**Direction:**
Retype the lines of the material below word for word, starting at the line containing "tip and produce bounding box coordinates for each." and ending with the final line of the material.

begin Entries supplied

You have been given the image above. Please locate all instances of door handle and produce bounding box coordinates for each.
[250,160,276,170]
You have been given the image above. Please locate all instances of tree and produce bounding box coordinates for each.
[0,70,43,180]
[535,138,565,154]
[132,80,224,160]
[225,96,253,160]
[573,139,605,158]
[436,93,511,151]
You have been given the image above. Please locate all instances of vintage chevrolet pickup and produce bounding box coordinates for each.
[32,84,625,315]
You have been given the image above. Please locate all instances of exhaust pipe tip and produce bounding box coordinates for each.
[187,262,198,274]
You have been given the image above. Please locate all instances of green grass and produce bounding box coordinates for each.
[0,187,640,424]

end Entries supplied

**Answer to the task:**
You have been given the image above. Please locate all instances of exhaust pipe tip and produce bounding box coordinates for each.
[187,262,198,274]
You have been given the image above. Please locate all instances of green grass and produce bounding box coordinates for each.
[0,187,640,424]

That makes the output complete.